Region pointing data
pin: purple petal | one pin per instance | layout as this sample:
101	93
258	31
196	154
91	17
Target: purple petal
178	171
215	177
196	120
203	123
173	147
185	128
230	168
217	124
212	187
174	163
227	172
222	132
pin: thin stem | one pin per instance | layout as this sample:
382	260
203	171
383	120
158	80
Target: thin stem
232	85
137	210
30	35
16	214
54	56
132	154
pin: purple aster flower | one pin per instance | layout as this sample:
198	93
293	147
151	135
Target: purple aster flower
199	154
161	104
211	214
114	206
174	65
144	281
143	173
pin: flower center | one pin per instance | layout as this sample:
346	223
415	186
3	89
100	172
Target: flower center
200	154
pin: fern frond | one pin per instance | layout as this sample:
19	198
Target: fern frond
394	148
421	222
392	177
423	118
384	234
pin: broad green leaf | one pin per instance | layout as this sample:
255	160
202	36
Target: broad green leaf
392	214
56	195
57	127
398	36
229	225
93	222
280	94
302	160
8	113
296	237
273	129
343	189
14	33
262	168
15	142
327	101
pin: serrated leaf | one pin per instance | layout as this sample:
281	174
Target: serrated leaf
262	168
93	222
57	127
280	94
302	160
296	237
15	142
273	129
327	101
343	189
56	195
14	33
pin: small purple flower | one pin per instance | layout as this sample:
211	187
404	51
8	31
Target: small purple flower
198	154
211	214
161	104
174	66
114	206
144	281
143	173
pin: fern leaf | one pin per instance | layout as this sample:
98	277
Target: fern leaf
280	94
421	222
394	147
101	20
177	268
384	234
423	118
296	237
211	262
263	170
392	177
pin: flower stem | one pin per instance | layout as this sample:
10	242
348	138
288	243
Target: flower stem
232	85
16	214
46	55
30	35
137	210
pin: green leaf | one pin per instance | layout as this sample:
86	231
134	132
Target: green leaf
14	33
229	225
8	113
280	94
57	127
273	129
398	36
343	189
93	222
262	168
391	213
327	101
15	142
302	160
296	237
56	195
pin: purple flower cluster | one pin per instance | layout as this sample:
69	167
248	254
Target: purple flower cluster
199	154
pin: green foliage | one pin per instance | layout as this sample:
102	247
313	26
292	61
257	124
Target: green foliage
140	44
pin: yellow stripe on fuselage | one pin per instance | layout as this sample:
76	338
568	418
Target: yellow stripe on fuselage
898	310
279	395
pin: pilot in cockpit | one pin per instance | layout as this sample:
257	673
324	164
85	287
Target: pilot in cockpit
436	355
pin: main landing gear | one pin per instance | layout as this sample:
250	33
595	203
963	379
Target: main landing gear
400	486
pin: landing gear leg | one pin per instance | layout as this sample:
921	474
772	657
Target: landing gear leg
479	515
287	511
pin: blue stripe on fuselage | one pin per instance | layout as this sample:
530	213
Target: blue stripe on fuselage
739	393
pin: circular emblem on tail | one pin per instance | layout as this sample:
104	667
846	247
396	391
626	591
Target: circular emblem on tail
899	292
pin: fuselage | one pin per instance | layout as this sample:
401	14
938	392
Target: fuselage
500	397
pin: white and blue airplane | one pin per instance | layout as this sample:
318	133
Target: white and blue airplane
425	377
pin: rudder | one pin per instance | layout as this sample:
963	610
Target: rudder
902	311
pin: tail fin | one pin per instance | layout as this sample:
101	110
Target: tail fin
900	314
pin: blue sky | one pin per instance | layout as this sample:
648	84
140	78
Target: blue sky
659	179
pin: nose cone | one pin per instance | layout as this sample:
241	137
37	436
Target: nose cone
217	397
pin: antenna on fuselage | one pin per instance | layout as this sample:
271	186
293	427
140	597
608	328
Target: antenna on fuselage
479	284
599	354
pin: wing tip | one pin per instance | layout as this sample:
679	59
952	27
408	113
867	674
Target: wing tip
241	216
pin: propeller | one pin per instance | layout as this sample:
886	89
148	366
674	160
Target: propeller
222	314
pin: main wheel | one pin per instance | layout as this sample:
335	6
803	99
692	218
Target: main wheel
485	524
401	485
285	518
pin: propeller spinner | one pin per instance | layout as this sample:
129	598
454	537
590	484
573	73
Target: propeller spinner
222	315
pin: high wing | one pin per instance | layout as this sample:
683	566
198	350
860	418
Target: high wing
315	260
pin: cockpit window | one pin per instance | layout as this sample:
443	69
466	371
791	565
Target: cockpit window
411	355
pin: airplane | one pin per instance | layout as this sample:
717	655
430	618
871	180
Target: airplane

▶ Requirement
Please give back all of the data exactly as it appears.

▶ Answer to this exercise
pin: purple petal | one pin per instance | layout as this sample:
101	93
258	31
196	154
91	17
Target: purple petal
178	171
215	177
196	120
203	123
173	147
185	128
230	168
217	124
212	187
174	163
227	172
222	132
pin: thin stem | one pin per instance | layout as this sample:
382	260
203	171
383	120
158	80
Target: thin stem
232	85
137	210
30	35
16	214
54	56
132	154
pin: purple aster flower | one pin per instance | layout as this sample:
198	93
293	147
151	135
Target: purple aster flower
199	154
161	104
211	214
114	206
174	65
144	281
143	173
pin: flower center | one pin per instance | layout as this sample:
346	223
415	186
3	89
100	172
Target: flower center
200	154
pin: fern frond | one pin per instance | layout as this sample:
19	198
Target: fern frond
394	148
421	222
392	177
423	118
384	234
pin: broad green leaf | one pin per instance | layout as this sample:
255	160
202	36
Target: broad green leaf
392	214
56	195
57	127
398	36
229	225
93	222
280	94
302	160
8	113
296	237
273	129
343	189
14	33
262	168
15	142
327	101
pin: serrated leaf | one pin per instance | layout as this sample:
281	174
Target: serrated leaf
262	168
93	222
57	127
280	94
302	160
296	237
15	142
273	129
327	101
343	189
56	195
14	33
pin: small purple flower | one pin per instance | layout as this sample:
211	187
404	51
8	31
Target: small purple flower
198	154
211	214
161	104
174	66
114	206
144	281
143	173
pin: fern leaf | one pin per instance | layout as this sample:
98	277
Target: fern leaf
280	94
421	222
394	147
101	20
177	268
384	234
423	118
296	237
211	262
263	170
392	177
pin: flower stem | one pin per instance | layout as this sample:
10	242
348	138
288	243
Target: flower stem
232	85
16	214
46	55
30	35
137	210
pin: green leaf | one pin per instance | layout as this sample:
86	231
134	132
Target: green leaf
14	33
229	225
8	113
280	94
57	127
273	129
398	36
343	189
93	222
262	168
391	213
327	101
15	142
302	160
296	237
56	195
pin: purple flower cluster | one pin per instance | layout as this sample:
69	167
248	254
Target: purple flower cluster
199	154
pin: green foliage | one pin per instance | layout as this sample:
102	247
313	26
292	61
257	124
Target: green foliage
140	44
pin: yellow stripe on fuselage | one pin per instance | layout as this sample:
76	338
568	418
Target: yellow stripe on fuselage
898	310
279	395
pin: pilot in cockpit | one pin per instance | layout as this sample:
257	673
324	164
85	287
Target: pilot in cockpit
436	355
pin: main landing gear | one pin per instance | layout as this sample:
250	33
595	203
963	379
Target: main landing gear
400	486
pin: landing gear leg | one pin per instance | layout as this sample:
921	474
772	657
Target: landing gear leg
479	515
287	511
pin: blue stripe on fuselage | one pin per instance | layout as this sample:
530	213
Target: blue stripe on fuselage
739	393
pin: circular emblem on tail | one pin per instance | layout as this sample:
104	667
846	247
396	391
626	591
Target: circular emblem on tail
899	292
pin: fuselage | one pin per instance | layout as this sample:
401	14
938	392
Target: fuselage
500	397
pin: white and blue airplane | one pin per instance | layout as this sample:
318	133
Target: white and blue airplane
425	377
pin: rudder | one pin per instance | layout as this sample:
963	610
Target: rudder
902	311
pin: tail fin | one pin per instance | layout as this sample:
101	110
Target: tail fin
900	314
pin: blue sky | one pin per instance | layout as this sample:
648	84
140	78
Target: blue sky
659	179
pin: nose cone | one pin per instance | layout as this sample:
241	137
37	436
Target: nose cone
217	397
pin: antenna on fuselage | one pin per instance | layout as this sample:
271	186
293	427
140	597
608	328
Target: antenna on fuselage
479	284
599	354
pin: wing tip | one pin per instance | layout as this sample:
679	59
952	27
408	113
867	674
Target: wing tip
241	216
pin: propeller | one pin per instance | layout as this sample:
886	89
148	366
674	160
Target: propeller
222	314
pin: main wheel | one pin per instance | layout as this sample:
335	6
803	99
692	218
Target: main wheel
485	524
401	485
285	518
pin: propeller spinner | one pin per instance | layout as this sample:
129	598
454	537
590	484
573	73
Target: propeller spinner
222	315
pin: high wing | one pin per instance | layout as this sample:
683	566
198	350
860	418
Target: high wing
315	260
pin: cockpit window | one pin per instance | layout as this sample:
443	69
466	371
791	565
Target: cockpit window
411	355
pin: airplane | one pin per instance | layout as this sample:
717	655
430	618
871	180
Target: airplane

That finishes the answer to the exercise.